__Given problem__:
Return the following data line for line and without alteration, omitting the pictures.

— start of Material for this exercise —

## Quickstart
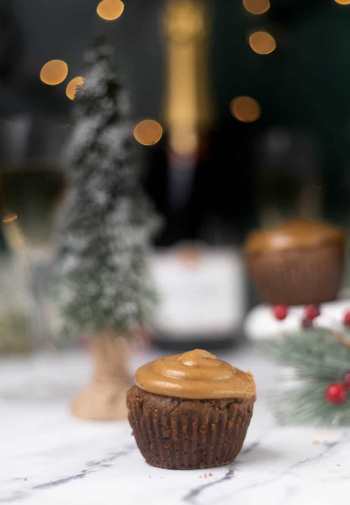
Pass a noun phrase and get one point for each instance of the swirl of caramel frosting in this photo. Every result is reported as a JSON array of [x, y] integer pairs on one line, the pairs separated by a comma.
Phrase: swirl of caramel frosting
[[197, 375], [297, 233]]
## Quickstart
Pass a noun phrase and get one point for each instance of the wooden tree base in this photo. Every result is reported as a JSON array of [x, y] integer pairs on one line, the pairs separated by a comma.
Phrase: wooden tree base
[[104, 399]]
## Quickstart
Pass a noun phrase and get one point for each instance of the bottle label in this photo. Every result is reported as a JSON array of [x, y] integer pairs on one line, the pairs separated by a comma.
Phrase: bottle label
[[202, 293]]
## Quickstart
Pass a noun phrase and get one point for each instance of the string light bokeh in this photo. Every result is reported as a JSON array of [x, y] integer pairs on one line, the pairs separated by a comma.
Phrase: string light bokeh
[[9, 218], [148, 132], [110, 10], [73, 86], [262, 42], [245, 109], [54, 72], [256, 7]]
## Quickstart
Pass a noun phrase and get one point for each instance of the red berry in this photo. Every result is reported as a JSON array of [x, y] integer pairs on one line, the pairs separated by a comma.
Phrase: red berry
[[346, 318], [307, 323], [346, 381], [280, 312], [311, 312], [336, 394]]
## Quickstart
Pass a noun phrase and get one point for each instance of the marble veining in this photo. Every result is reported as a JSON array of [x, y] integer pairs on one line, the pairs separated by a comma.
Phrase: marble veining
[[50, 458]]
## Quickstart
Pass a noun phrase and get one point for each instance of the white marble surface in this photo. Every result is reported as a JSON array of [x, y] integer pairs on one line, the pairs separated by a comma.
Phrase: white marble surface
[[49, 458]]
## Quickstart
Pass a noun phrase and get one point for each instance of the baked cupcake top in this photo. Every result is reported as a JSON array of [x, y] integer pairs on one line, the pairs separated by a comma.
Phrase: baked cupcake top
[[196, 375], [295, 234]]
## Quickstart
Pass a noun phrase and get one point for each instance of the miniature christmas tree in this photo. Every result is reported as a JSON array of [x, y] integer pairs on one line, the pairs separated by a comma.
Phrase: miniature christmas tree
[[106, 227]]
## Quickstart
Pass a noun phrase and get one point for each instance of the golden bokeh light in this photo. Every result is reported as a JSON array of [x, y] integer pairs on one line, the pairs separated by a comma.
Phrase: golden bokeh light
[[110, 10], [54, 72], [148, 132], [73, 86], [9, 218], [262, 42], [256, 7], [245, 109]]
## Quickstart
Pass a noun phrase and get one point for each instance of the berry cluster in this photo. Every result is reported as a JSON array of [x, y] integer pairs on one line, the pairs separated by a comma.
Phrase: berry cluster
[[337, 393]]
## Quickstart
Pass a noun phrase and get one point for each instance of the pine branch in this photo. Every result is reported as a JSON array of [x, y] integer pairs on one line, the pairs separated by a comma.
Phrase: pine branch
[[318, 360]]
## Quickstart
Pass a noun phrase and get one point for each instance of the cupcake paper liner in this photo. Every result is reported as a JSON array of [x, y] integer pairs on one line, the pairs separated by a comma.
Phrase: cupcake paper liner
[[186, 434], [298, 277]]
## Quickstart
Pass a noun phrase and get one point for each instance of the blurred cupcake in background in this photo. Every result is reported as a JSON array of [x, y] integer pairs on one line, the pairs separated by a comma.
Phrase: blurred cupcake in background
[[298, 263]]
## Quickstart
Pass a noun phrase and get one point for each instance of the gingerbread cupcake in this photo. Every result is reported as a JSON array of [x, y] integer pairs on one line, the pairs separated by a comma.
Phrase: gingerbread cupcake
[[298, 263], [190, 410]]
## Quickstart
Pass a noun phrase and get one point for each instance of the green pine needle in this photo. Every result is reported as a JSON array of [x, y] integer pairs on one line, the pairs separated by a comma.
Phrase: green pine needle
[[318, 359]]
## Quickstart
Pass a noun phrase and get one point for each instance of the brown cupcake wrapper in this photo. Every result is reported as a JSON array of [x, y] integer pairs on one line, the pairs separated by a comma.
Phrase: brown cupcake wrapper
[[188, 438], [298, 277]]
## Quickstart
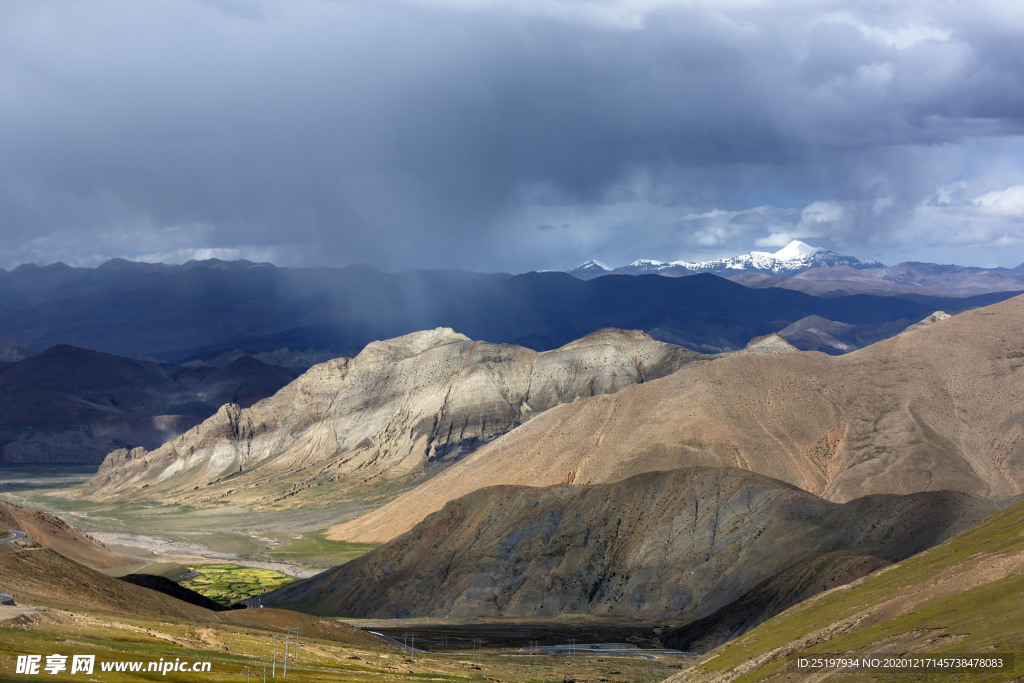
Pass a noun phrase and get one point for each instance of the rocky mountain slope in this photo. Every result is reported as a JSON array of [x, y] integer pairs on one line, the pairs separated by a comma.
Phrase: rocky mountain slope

— end of Material for this exercise —

__Problem solution__:
## Quickstart
Pass a noun phrase and get one point for each instance of the swirl of caramel frosting in this photo. Every result is reported as a JSON array of [x, y] integer pairs on one line, the pairs separated by a comma.
Phrase: swirl of caramel frosting
[[197, 375], [297, 233]]
## Quickstart
Pass a noun phrase and get one point for each instance of the wooden tree base in this photo. Every result is reported as a JSON array of [x, y] integer pairs on one line, the pairs separated by a comma.
Phrase: wooden tree base
[[104, 399]]
## Quickstart
Pass a noun phrase and get one point for each instance of the bottle label in this photo. Every result is reported as a JSON array of [x, y] integer pairs on one line, the pairs separated by a comma.
Phrase: bottle label
[[202, 293]]
## Quickstart
Pass a noun phrase and get one point for each instance of the string light bokeh in this photo. Every result is reported as a JSON array of [x, y] integer pairs on one line, the pairs separated by a comma.
Phrase: string light bokeh
[[9, 218], [148, 132], [110, 10], [73, 86], [262, 42], [245, 109], [54, 72], [256, 7]]
## Quickstart
Pass a noun phrase and get one point for each instance of the red berry in this photo. Every result is reported as a JSON array of [x, y] integer pairs on one line, the pairs separated by a comma.
Phrase: red berry
[[346, 318], [307, 323], [346, 381], [280, 312], [311, 312], [336, 394]]
## Quickstart
Pass a noun phrase and get one point for each instance of the marble veining in this photo. Every result is reported as a JSON array of [x, y] integer pairs on one line, the pairs separated by a comma.
Phrase: marble veining
[[50, 458]]
## Quickstart
Pass a noun phrase and get one point for each instance of the white marble surface in this photo. Every result is reported as a JSON array of [x, y] integer pairs on one line, the pairs separated by a comma.
Phrase: white marble surface
[[49, 458]]
## Quickstart
Pass a noun phrase and get one point for each instance of the baked cupcake top in this photo. Every result is reported as a JSON array of [x, y] integer pairs on one line, the pairs separated by a comma.
Phrase: baked cupcake top
[[196, 375], [295, 234]]
## Quickstart
Pass a noun phrase and get one point for each instance of the miniature christmas tree in this photo. Every result is reported as a JSON array of [x, y] integer pairs on one line, the pairs separated by a comma.
Phrase: miniature christmas tree
[[106, 227]]
## Quickstart
Pass a noun phrase and get one point for each instance of the golden bokeh light in this photo. Every result is reported as a JSON array of [x, y] integer pairs on one line, the pairs separated by a comma.
Phrase: golden bokeh light
[[110, 10], [54, 72], [148, 132], [73, 86], [9, 218], [262, 42], [256, 7], [245, 109]]
## Quickstart
Pass a noun phrase and get one point for each instance of the berry cluster in this photo. Every result is reported as a JSON array of [x, y] integer pairs on one line, the pairs separated by a comma.
Phrase: berry cluster
[[337, 393]]
## Quickstart
Pass a noun phrase and get one point for each instance of the pine branch in this photo. Every result is reported as a JSON array of [x, y] integer pairs on one line, the pairs separated by a comma.
Phrase: pine branch
[[318, 360]]
## Quickstart
Pass a noun phrase and get one point for each instance of the cupcake paper liner in this photo. Every result is reported as a JSON array of [x, y] integer pairs on one line, the pairs separated by a comma.
Phrase: cupcake paper liner
[[186, 434], [298, 277]]
## Quickstart
Pass a noun phrase and get one point for each instance of the blurred cupcake in background in this photo. Every result is reported as a JSON array of [x, y] integer pairs on one line, the pairs separated by a comma.
Phrase: blurred cupcake in background
[[298, 263]]
## Quickstart
Pass a noun phrase and get one point for each instance of the gingerbread cupcake in this photo. Every result is reported as a JSON array of [x, y] integer pairs on one line, the pairs separated by a comma.
Phrase: gingerbread cupcake
[[298, 263], [190, 410]]
## Quickstart
Pass a noun phrase and get one point for each instance of the green pine needle in this photo. Every result is reported as a JSON array of [x, y] integer pairs on one line, the pairs separated by a comma.
Phrase: green pine needle
[[318, 359]]
## Quickstart
Pass a noun phrase and get one point for each instance of the brown cupcake wrapper in this photo. Every result is reported as a JSON array of [x, y] integer pairs on one line, the pairs separated by a comma.
Phrase: brown cupcake wrapper
[[188, 438], [298, 277]]
## Quickstart
Pass a noun phrase and get one point for each instance of the rocky mountain slope in this photo. Every result is reported as a JSON array of [x, y] integer pairs on one line, the pairs separated by a comma.
Phrase: rocky mountain slope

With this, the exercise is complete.